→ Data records
## Start

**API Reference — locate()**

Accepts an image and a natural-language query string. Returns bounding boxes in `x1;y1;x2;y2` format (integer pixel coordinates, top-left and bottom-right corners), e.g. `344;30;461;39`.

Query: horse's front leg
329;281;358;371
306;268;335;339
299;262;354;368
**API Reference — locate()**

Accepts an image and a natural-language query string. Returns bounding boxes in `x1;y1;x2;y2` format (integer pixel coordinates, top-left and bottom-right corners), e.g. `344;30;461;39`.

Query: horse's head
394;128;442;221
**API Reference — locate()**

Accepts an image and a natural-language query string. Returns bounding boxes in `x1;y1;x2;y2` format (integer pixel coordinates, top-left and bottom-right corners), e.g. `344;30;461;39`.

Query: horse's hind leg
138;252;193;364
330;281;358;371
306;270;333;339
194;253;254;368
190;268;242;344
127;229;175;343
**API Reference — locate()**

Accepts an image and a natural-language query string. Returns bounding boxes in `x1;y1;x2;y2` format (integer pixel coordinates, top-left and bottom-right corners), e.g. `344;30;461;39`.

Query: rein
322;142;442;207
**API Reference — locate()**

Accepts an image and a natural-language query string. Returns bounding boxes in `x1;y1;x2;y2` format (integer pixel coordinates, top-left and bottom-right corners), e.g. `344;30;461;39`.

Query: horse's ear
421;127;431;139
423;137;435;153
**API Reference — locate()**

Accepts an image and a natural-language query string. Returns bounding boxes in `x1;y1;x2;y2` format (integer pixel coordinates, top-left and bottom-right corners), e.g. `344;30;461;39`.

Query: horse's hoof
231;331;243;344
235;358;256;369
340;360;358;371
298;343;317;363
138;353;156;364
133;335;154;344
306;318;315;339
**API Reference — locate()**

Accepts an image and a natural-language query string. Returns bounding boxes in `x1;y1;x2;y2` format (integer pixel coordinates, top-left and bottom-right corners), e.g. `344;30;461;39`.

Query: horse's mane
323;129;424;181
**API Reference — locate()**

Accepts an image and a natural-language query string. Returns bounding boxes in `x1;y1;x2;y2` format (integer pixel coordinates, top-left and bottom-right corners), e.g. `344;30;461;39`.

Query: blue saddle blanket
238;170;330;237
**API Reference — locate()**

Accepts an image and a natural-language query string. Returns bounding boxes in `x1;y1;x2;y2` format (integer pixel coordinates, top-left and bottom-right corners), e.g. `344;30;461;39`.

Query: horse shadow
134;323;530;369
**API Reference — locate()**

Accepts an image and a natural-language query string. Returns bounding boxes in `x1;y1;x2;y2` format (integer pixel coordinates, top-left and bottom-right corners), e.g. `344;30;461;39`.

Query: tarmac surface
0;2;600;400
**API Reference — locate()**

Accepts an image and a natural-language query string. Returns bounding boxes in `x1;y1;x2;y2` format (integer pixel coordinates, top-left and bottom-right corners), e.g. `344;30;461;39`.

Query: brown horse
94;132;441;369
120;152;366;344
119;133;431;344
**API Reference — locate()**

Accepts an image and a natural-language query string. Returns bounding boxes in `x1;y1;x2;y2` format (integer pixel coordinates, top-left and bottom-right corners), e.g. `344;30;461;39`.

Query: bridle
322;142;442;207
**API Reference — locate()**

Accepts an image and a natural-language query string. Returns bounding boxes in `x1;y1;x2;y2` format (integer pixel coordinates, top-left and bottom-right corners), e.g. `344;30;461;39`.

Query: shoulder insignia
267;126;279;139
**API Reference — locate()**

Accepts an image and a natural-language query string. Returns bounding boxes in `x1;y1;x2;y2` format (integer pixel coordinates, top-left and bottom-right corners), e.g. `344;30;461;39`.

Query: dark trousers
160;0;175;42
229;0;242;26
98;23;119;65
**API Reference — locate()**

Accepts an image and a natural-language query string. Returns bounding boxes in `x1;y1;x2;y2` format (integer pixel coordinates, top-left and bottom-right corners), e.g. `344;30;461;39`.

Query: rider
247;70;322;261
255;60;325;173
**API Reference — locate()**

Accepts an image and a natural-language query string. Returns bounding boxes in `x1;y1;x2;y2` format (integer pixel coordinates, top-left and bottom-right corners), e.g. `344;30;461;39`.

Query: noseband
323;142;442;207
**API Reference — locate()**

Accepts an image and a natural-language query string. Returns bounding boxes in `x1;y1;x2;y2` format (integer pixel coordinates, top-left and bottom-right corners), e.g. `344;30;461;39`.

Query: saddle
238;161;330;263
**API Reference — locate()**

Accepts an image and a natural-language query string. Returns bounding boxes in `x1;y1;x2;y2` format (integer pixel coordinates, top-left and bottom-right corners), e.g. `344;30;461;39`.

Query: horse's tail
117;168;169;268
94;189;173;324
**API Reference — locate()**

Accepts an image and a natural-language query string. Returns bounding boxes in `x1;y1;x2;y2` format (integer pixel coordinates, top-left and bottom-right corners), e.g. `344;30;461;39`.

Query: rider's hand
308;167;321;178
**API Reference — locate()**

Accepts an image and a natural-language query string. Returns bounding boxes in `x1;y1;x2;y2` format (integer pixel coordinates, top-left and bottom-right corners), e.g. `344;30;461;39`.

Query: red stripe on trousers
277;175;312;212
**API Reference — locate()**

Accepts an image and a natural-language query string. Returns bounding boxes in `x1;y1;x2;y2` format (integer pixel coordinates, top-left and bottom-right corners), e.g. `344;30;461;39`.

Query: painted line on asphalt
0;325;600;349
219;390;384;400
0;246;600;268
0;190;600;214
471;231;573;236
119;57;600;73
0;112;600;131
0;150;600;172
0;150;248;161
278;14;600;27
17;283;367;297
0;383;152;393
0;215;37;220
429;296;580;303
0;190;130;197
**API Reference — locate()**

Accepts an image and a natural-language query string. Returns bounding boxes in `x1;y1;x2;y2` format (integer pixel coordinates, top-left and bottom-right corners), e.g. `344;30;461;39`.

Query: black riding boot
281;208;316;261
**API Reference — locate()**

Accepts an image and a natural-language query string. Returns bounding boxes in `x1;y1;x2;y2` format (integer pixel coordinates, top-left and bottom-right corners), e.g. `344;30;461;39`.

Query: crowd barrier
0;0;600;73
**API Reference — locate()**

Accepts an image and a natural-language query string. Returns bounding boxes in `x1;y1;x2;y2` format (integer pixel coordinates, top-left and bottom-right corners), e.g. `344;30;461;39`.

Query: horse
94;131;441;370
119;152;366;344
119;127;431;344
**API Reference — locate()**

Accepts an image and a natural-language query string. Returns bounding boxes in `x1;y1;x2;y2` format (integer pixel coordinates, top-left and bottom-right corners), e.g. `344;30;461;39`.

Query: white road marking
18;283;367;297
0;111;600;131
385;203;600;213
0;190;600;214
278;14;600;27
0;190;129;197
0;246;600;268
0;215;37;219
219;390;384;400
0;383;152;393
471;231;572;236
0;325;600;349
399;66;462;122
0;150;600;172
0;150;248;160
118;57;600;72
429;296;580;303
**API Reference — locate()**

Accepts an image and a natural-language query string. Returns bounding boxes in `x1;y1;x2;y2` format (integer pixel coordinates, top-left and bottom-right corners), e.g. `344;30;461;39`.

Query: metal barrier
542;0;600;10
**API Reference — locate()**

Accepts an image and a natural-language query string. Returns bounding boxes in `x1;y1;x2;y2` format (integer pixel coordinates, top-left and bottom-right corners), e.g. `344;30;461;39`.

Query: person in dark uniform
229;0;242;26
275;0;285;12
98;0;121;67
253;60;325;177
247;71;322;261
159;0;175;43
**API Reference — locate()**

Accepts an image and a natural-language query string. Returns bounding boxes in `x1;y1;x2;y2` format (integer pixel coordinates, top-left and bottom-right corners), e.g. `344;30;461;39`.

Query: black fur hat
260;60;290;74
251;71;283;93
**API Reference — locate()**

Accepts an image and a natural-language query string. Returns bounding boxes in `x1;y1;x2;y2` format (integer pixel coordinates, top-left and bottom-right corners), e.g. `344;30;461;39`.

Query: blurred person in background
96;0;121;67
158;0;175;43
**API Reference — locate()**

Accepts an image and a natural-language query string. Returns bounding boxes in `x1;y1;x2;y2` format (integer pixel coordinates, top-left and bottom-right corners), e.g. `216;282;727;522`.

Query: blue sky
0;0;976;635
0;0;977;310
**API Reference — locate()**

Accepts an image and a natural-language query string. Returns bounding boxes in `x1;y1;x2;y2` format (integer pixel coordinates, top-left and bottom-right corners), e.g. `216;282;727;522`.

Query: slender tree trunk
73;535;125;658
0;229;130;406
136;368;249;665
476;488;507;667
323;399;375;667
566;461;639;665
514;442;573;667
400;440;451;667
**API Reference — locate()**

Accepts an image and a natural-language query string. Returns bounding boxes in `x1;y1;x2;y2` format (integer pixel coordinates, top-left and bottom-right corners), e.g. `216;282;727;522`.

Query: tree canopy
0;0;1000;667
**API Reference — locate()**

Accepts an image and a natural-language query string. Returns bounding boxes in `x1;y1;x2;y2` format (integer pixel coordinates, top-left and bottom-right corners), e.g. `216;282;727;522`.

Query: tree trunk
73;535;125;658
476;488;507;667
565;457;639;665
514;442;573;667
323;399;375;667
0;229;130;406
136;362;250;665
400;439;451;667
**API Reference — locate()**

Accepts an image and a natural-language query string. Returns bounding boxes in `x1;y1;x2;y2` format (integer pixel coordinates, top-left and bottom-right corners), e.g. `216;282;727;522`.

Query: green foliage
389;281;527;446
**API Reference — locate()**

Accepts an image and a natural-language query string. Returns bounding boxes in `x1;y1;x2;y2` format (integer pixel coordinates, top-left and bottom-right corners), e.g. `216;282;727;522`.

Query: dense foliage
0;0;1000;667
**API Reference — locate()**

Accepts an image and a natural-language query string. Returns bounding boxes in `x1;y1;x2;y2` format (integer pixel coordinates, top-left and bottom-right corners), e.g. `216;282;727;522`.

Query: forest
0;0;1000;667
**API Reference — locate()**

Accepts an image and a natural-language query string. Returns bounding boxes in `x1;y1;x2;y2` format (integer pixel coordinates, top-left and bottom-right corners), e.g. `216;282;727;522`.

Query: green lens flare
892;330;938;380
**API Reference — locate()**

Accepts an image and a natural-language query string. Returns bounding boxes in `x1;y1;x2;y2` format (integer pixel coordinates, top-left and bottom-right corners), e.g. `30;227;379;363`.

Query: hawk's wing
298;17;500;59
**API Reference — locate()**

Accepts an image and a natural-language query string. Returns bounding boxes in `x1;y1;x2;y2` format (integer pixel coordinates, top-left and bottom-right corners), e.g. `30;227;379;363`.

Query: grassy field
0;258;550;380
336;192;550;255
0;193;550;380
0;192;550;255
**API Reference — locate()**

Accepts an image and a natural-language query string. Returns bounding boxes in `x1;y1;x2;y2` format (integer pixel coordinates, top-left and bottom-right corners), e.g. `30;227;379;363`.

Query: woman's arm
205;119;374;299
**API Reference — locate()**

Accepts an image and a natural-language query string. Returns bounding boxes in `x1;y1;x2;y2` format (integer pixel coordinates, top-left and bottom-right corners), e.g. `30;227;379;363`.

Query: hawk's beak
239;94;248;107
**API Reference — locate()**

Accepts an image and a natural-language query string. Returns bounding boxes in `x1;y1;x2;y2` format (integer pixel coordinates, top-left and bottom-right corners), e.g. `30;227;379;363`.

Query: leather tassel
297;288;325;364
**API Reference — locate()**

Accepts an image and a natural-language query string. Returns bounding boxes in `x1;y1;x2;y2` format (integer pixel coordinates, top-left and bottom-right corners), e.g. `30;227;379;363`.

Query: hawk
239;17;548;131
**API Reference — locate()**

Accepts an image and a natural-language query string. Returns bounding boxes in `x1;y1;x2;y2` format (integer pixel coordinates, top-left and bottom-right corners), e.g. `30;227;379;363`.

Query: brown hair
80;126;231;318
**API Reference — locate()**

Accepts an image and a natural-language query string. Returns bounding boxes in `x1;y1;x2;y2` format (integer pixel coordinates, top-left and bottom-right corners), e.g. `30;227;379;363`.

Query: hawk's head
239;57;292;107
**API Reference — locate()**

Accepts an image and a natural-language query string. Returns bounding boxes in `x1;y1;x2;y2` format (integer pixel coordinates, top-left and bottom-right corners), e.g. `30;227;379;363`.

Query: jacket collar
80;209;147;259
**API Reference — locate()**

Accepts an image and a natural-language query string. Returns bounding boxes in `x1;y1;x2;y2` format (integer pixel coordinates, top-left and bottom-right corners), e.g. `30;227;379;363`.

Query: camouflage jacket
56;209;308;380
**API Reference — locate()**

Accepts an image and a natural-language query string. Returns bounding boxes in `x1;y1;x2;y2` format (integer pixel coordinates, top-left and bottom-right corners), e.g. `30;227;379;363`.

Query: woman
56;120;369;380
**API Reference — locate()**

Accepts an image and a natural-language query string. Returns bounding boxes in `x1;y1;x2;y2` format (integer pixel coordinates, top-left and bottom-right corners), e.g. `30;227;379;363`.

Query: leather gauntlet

## End

→ THE PROBLEM
In the listing above, locate every line containing the word "hawk" and copy each one.

→ EXPECTED OUTPUT
Query: hawk's wing
Query: hawk's beak
Query: hawk
Query: hawk's head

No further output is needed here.